* BEGIN Passage given *
Saturday, 27 September 2008

26th Sunday of the Year A

Last week we reflected on the nature of a God whose thoughts, as the first reading that day put it, are not our thoughts, and whose ways are not our ways. And we saw how, with this God, there are no deals, no quid pro quos, no earning and no deserving. Nothing we do can make God love us any more or any less. Everything we receive from God is freely given. Since God is love, nothing we do can either increase or diminish the love that is God. Nor can we persuade God to give us what we need, because, if it’s for our good, if it is consistent with God’s dream for us, then God is already giving it before we even realise we need it. And we saw how the traditional religious word to describe this is ‘grace’. Everything that comes from God is grace. Or to put it another way, everything is gift.

But there’s a question around all this which may have already struck some of you. And it’s this. If God loves us so much; if nothing we do can increase or diminish this love; if God loves us when we are bad and when we are good, then what’s the point in being good in the first place? Why not do what everybody else does because, in the end, God loves us all the same anyway? These are, of course, religious rather than faith questions, belonging to a world where people are good, not because they really want to be but because they are afraid not to, but they are important questions nevertheless. And that’s why I would like to try and deal with them now. And the clue is in today’s story of the two brothers.

If it’s hard for us to get our heads round a God whose love is so freely given that there are no strings attached, then it is almost as hard to grasp the other side of the mystery we call grace which is our freedom to choose So free is God in God’s self that the very idea of forcing anyone into anything is a contradiction in terms. As every tyrant in history has discovered, you can make people fear you – which is what religion does – but you can never make people love you. And so at the heart of everything that exists there is the most amazing drama unfolding. It’s the drama of a God who offers us everything, the only problem being that we have to exercise the greatest gift we have as human beings created in the image and likeness of God, and freely choose it. And since we have to choose it, and this is not some great game where the board is folded up at the end and everyone goes home, there must exist the possibility at least of our rejecting it. And that’s the drama that’s unfolding, not only in history, but in the life of each one of us. If there are people in hell – whatever that means - then it’s not because God has sent them there but because to be ‘in hell’ is the only logical conclusion to the way an individual has chosen to live his/her life, although there are theologians who would say that the degree of freedom required to make such a choice is so great that nobody is actually ‘in hell’. In other words, what saves us in the end is our stupidity and the fact that a lot of the time we are so blind to what we are doing that we can’t be held fully responsible for our actions. The problem with that is that if there is anybody in hell it will be people like us who, having been exposed so often to the teaching of Jesus and having been fed and nourished each week by the Word and the Eucharist, should have known better. In other words, we run the risk of being the son who said he would go into his father’s vineyard but didn’t.
* END Passage given *
* BEGIN Data section *
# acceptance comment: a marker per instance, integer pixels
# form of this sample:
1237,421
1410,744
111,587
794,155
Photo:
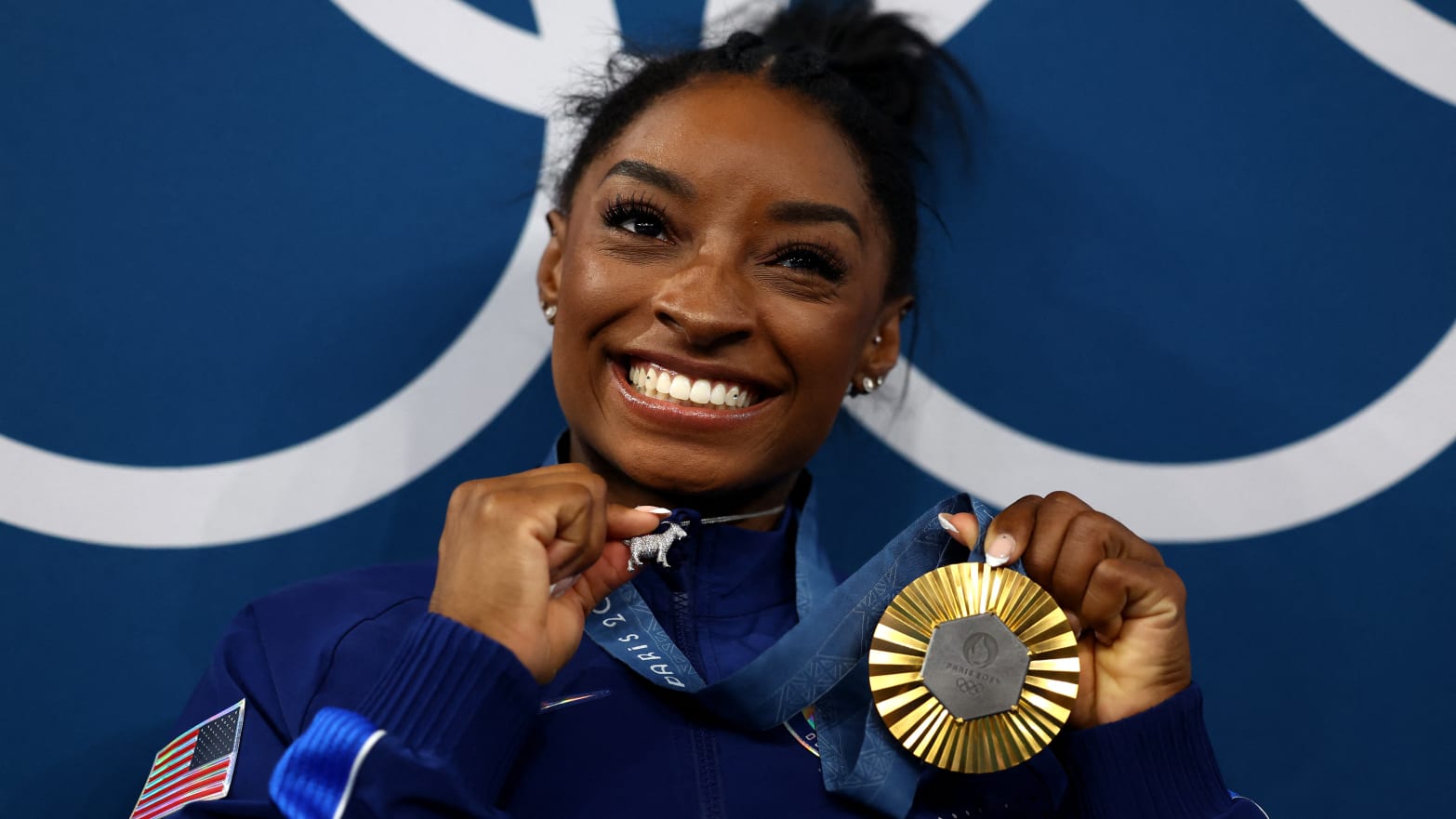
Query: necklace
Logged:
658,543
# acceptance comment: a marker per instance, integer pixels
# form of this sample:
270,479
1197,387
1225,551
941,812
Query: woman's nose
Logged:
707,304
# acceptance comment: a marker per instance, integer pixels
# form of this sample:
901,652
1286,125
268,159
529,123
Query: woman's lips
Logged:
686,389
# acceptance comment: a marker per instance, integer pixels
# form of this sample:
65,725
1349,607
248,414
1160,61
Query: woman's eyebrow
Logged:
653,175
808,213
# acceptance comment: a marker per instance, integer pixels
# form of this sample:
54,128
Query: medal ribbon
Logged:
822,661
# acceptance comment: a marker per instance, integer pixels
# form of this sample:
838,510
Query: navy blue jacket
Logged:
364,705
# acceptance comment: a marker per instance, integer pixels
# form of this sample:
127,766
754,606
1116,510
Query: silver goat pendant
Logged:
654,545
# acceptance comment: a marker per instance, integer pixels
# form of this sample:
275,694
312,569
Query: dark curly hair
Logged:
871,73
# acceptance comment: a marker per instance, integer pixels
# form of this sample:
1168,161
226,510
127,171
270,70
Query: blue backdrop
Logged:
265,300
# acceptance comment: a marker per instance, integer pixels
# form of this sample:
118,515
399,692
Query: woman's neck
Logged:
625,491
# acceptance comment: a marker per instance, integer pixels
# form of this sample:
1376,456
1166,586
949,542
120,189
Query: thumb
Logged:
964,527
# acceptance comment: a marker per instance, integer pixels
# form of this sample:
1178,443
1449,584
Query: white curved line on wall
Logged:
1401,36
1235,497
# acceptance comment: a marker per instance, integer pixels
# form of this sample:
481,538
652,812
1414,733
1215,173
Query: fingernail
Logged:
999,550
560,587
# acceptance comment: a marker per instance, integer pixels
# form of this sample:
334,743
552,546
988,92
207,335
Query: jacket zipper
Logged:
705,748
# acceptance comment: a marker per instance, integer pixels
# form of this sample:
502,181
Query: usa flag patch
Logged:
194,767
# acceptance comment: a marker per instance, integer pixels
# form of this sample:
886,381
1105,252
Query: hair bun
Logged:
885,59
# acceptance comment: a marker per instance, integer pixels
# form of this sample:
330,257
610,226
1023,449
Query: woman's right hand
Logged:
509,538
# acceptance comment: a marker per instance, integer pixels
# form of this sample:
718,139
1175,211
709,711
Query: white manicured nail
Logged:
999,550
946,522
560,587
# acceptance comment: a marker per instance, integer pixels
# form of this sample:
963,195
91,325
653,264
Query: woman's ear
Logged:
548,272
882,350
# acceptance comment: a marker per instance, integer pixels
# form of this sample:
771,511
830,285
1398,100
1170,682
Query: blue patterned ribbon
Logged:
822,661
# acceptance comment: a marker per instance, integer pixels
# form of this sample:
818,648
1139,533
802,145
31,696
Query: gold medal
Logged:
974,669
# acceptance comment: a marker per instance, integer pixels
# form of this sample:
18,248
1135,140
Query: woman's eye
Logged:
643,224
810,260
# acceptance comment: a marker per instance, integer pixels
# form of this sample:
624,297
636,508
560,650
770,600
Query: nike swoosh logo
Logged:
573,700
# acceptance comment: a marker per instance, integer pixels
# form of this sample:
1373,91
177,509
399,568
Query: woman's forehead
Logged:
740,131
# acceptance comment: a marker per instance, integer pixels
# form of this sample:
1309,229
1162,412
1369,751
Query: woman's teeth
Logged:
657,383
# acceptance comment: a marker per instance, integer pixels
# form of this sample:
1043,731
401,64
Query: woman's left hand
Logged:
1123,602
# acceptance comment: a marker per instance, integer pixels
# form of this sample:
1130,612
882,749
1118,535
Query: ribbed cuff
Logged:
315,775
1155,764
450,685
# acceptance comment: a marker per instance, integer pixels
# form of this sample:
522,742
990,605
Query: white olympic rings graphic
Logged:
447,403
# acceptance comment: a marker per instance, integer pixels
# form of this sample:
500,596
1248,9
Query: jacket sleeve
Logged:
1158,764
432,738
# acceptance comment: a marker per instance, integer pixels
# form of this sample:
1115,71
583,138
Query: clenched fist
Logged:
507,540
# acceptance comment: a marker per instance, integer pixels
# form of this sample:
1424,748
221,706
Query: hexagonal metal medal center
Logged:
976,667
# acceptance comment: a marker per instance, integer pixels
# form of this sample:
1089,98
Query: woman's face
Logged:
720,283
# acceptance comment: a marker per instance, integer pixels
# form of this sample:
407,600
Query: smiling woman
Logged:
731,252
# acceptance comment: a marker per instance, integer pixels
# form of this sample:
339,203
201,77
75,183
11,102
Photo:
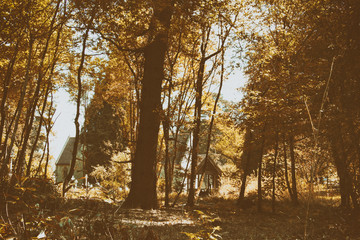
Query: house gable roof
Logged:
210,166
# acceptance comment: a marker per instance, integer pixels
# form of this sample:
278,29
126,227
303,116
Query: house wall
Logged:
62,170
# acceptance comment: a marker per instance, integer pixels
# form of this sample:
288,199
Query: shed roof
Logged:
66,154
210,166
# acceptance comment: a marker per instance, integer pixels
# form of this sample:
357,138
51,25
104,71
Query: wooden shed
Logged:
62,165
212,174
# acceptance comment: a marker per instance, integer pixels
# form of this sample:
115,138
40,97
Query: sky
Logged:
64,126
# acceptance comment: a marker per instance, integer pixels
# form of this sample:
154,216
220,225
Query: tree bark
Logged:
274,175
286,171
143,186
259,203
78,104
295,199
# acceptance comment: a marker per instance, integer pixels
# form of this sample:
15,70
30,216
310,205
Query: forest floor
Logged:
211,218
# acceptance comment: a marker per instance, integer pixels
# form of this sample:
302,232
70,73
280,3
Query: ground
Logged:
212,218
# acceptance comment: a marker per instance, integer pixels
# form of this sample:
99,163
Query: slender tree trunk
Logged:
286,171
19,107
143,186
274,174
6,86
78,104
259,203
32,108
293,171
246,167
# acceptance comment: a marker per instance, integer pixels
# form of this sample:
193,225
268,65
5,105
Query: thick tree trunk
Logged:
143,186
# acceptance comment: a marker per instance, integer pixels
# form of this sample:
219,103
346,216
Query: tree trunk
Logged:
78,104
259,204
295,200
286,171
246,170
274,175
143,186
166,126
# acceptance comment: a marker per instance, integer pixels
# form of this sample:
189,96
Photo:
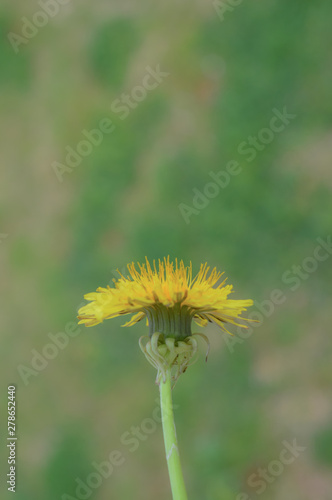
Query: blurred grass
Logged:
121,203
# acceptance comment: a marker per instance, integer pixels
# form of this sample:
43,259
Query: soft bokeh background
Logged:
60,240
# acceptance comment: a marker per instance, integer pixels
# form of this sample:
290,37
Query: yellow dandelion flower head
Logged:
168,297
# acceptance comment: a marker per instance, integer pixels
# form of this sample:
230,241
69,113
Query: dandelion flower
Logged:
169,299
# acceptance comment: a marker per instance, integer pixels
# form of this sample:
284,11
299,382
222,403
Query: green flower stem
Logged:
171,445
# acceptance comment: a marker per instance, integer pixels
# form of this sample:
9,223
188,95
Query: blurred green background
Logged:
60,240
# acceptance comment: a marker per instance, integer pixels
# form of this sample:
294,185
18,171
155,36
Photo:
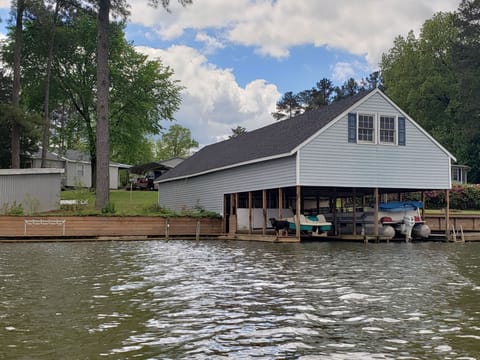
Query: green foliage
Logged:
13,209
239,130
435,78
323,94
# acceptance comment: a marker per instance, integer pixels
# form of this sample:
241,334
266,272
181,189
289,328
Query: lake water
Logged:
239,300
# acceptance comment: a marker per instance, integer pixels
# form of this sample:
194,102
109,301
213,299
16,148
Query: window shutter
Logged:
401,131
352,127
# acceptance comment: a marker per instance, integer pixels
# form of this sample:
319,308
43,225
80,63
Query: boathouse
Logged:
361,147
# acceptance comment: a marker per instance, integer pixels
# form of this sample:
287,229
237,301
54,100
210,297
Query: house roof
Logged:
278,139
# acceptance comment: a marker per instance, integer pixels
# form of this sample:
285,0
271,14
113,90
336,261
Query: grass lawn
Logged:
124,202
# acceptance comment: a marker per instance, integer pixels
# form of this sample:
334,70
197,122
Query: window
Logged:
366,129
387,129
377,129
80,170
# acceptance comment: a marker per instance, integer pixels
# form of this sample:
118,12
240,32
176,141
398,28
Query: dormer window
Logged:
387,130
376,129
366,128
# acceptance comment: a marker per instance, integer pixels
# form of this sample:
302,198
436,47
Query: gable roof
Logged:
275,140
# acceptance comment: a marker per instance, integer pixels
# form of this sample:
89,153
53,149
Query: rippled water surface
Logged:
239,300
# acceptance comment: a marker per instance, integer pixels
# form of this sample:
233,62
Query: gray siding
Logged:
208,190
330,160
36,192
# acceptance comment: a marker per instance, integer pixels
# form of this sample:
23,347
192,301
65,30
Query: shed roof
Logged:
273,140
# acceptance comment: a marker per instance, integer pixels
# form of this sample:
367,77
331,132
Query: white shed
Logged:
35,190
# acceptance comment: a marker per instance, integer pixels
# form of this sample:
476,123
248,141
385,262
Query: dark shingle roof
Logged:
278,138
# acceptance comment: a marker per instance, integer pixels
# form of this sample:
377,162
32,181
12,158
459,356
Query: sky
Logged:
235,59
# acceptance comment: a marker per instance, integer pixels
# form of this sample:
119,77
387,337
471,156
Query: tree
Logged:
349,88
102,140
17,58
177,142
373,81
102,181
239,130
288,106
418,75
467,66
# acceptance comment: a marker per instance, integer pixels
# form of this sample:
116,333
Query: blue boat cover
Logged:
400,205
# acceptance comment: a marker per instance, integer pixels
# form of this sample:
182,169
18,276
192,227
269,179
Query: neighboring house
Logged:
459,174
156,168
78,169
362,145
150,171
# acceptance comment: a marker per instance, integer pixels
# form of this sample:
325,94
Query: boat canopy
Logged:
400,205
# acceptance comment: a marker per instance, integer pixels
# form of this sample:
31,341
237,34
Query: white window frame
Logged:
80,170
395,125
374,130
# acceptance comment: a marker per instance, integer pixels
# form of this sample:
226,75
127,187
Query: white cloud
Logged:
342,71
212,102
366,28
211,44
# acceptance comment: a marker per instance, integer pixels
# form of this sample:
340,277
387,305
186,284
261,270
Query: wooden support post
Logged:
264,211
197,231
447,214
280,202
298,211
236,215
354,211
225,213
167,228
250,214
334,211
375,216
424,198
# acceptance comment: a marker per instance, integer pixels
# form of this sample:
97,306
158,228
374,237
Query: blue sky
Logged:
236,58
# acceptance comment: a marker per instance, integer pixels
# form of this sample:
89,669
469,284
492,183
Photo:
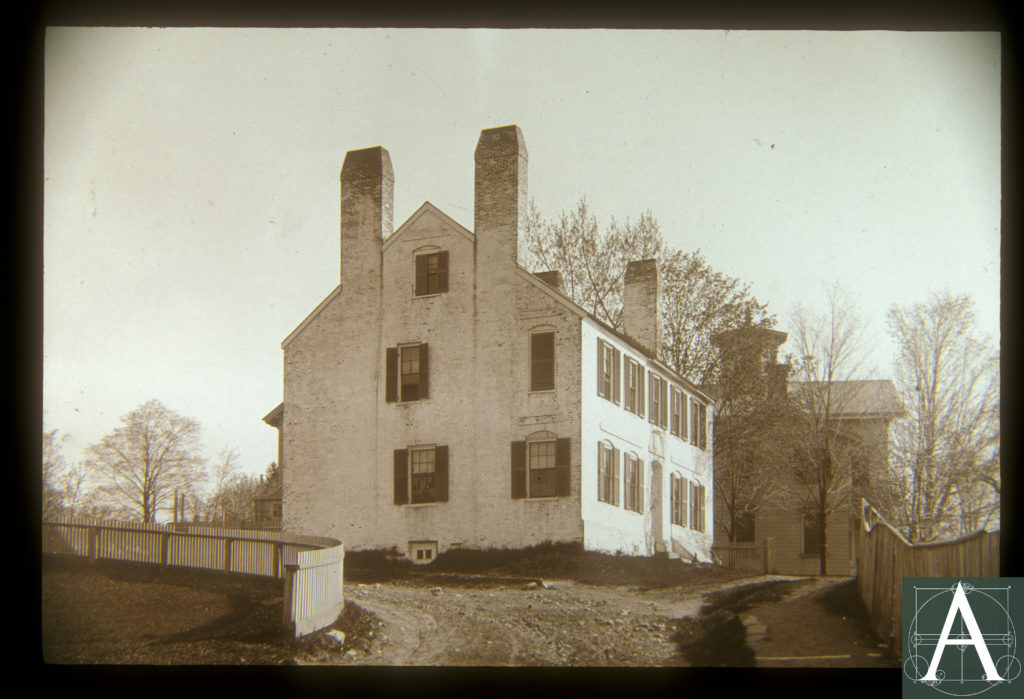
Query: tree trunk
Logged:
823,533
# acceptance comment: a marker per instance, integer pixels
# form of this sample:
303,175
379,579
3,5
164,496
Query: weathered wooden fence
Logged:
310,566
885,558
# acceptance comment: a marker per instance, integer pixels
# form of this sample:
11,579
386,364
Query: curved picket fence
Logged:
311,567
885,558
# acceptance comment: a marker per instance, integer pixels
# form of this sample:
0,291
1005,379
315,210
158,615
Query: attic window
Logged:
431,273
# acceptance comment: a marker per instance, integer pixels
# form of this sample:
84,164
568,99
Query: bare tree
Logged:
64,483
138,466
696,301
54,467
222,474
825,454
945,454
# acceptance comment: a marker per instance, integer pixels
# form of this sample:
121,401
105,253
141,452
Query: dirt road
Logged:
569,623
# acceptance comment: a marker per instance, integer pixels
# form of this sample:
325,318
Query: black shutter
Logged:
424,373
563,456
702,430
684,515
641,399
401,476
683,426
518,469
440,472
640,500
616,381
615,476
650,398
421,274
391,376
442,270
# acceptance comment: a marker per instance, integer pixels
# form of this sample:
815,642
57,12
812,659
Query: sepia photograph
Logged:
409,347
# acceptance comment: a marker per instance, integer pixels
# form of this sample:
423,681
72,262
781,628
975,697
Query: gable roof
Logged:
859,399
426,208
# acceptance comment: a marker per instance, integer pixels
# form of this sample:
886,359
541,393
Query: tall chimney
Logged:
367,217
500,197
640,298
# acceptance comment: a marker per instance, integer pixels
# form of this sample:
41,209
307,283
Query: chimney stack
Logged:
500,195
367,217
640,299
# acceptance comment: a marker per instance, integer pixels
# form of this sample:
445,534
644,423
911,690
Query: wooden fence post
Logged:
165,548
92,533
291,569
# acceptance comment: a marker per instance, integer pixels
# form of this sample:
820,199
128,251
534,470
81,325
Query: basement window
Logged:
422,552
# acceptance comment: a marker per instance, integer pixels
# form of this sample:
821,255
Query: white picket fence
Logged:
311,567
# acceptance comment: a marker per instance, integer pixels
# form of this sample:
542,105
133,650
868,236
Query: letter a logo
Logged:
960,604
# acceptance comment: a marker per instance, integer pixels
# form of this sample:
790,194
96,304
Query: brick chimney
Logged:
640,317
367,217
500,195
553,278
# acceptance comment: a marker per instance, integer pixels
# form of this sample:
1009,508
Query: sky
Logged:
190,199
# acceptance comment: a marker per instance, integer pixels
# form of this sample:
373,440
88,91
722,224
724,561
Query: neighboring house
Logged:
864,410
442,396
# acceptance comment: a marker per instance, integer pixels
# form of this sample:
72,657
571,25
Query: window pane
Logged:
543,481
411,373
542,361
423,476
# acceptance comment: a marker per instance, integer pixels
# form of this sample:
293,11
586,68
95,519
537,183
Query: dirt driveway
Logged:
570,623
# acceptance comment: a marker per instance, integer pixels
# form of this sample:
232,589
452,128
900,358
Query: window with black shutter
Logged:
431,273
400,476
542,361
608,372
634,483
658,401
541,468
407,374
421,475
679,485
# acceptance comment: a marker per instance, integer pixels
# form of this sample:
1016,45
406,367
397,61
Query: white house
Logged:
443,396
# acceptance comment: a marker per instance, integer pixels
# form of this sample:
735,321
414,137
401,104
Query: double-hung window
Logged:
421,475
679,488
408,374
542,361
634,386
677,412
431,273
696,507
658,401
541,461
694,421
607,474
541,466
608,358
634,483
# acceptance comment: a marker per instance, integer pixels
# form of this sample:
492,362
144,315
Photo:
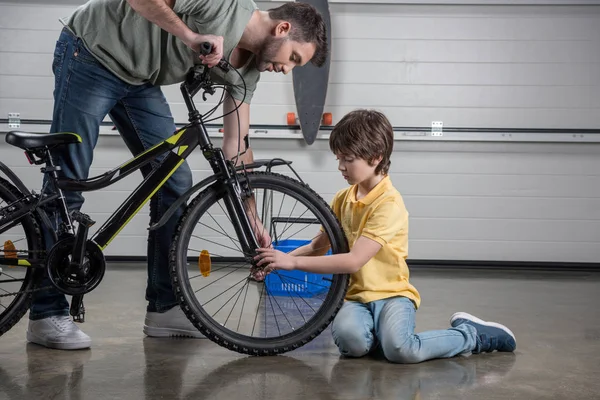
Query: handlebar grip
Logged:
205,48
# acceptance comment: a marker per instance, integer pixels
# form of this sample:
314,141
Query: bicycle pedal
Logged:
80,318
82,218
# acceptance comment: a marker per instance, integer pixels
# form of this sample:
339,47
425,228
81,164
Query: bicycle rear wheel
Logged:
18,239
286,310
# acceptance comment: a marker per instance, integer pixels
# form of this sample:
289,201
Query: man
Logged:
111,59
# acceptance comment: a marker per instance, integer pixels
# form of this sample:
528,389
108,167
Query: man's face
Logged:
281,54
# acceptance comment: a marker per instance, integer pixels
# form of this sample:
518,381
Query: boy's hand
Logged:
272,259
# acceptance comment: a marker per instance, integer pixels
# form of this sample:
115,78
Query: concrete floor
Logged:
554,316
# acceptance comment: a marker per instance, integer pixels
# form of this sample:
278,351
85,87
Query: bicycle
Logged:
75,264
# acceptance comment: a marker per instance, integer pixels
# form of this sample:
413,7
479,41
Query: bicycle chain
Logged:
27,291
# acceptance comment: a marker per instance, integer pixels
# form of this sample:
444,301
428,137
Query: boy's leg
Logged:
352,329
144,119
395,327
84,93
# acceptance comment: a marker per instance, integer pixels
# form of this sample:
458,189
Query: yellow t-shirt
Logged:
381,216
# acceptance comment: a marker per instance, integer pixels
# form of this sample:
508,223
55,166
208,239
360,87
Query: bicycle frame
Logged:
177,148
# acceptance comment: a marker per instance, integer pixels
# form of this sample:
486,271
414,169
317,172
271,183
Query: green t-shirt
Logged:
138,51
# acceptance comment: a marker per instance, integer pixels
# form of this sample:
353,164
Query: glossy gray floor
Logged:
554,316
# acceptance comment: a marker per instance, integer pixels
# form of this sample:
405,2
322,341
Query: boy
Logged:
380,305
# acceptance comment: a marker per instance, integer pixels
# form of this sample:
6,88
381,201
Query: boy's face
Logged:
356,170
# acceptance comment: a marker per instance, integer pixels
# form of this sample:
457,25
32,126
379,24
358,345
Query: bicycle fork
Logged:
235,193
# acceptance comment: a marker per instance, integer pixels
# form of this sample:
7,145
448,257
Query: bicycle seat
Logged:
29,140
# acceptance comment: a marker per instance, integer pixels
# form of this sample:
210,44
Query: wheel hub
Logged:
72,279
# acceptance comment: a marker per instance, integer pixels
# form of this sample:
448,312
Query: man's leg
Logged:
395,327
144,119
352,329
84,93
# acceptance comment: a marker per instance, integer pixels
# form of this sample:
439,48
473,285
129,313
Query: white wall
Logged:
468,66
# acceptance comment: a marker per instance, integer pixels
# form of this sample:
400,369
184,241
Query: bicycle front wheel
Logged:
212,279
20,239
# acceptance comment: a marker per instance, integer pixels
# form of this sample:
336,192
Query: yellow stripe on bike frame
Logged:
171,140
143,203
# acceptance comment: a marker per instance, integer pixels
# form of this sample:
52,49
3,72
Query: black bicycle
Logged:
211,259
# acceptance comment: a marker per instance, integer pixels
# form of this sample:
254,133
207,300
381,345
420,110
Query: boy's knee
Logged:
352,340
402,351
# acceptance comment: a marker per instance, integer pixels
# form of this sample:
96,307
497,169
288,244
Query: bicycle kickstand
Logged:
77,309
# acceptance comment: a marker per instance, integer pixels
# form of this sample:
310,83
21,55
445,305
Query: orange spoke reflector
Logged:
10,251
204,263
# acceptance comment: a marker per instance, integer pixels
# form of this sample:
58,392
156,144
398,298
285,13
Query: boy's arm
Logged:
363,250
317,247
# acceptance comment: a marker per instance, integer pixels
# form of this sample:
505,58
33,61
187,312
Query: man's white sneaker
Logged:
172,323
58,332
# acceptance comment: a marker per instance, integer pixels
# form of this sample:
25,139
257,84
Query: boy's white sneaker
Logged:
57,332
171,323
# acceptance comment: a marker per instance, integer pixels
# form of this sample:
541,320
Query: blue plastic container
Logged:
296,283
* END Data section *
To-do list:
1. According to the homily, what is the traditional religious word for the way everything from God is freely given?
2. Shorten the paragraph of the homily that begins "But there's a question around all this," keeping its main points.
3. Go on with the homily from its last sentence, keeping the same voice and line of thought.
The data records are separate material, apart from the homily.

Results of the exercise:
1. Grace.

2. Some may already be asking: if God loves us equally when we are bad and when we are good, and nothing we do changes that love, why be good at all instead of doing what everyone else does? These are religious rather than faith questions, from a world where people are good out of fear rather than desire, yet they still matter, so I want to deal with them now. The clue lies in today's story of the two brothers.

3.
But the choice we are talking about is not one that is made once and for all. Rather, it is one that goes on all our lives with, as we heard in the first reading, the constant possibility of change and conversion. Nothing, in other words, is predestined, as the people in Ezekiel’s day thought and as some Christians still think today. The choice we make builds up all through our lives. Every day we are making it by the way we choose to live our lives. It is nothing to do with keeping rules or performing religious actions but about the choice Moses offered the people of Israel long ago in the book of Deuteronomy. ‘Today’ he says, ‘I set before you life or death. Choose life then so that you and your descendants may live in the love of the Lord your God.’ This is the heart of it. LIFE! To choose God is to choose life in all its shapes and forms, rejecting everything that is harmful and destructive in our human nature as well as in our individual personalities. In general terms this means becoming more like Jesus and learning to live by the values of the Gospel, but for each one of us it means looking into our own hearts and recognizing there everything that is negative and destructive and, with God’s help, dealing with it.

But on this weekend when politicians in America are struggling to deal with the crisis in the world’s financial system, it is surely right to say something about that too. For years we have talked here about the worship of the goddess money with her commandments written on stone, the laws of the market-place. Over and over again I have invited you to recognize the ultimately unsustainable nature of our consumer-driven society and the deeply ungodly nature of an economic system where the rich get richer and the poor poorer. And now, for a few days at least, we can see it exposed in all its ugliness. We have seen greed almost destroy the world banking system. We have seen the effects of years when the credit card companies kept pushing up our credit limits, encouraging us to spend money we didn’t have and buy things we didn’t need or couldn’t afford. And now this house built on sand is falling about our ears.

And yet it’s potentially a very important moment in history, an opportunity, if only we can grasp it, to escape the tyranny of the goddess money and choose life, not only for ourselves, but for people everywhere. So pray that, in the midst of this crisis, the world will have the insight and vision it needs to make the kind of choices which will lay the foundations for a more just world..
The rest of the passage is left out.